Dataset excerpts section start

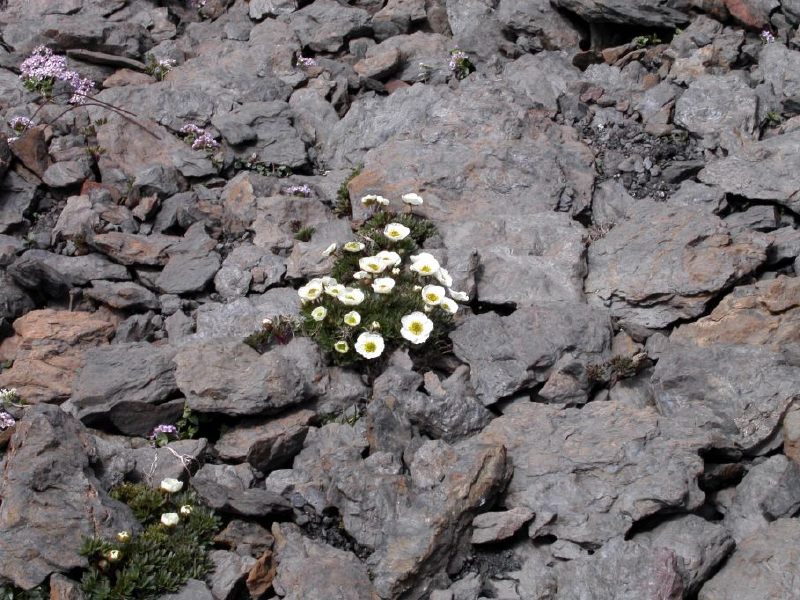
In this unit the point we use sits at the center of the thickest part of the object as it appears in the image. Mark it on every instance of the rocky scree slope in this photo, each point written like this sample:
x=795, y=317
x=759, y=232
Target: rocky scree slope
x=616, y=188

Dataset excerpts section end

Whenever a line holds a picture, print that line without the picture. All other data must be output exactly.

Answer
In this unit the point we use sits at the center of the thickest part of the object as it appears in the image. Mark it on every instance of the rocky scree slope in this photo, each point written like this sample:
x=795, y=317
x=759, y=232
Target: rocky scree slope
x=616, y=188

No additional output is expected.